*** Available data ***

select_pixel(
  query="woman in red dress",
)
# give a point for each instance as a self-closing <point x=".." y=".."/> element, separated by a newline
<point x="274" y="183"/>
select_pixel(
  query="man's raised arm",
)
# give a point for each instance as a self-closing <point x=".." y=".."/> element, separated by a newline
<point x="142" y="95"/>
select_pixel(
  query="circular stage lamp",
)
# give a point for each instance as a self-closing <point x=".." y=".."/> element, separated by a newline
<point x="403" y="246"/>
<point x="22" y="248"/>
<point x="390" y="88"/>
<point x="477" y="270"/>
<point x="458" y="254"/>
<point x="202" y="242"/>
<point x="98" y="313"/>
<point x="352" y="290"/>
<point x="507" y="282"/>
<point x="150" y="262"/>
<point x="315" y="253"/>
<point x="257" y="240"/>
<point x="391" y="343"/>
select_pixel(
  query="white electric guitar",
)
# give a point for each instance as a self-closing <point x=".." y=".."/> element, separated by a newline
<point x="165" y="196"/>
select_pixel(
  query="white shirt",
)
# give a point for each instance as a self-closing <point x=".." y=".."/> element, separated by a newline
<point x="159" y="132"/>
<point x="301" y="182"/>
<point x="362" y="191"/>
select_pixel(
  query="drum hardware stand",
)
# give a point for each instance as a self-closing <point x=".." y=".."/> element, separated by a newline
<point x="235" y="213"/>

*** End of Available data ***

• [What you have to do]:
With "white" as the search string, filter the records and return each line that has it.

• [Solution]:
  query="white electric guitar",
  query="white shirt",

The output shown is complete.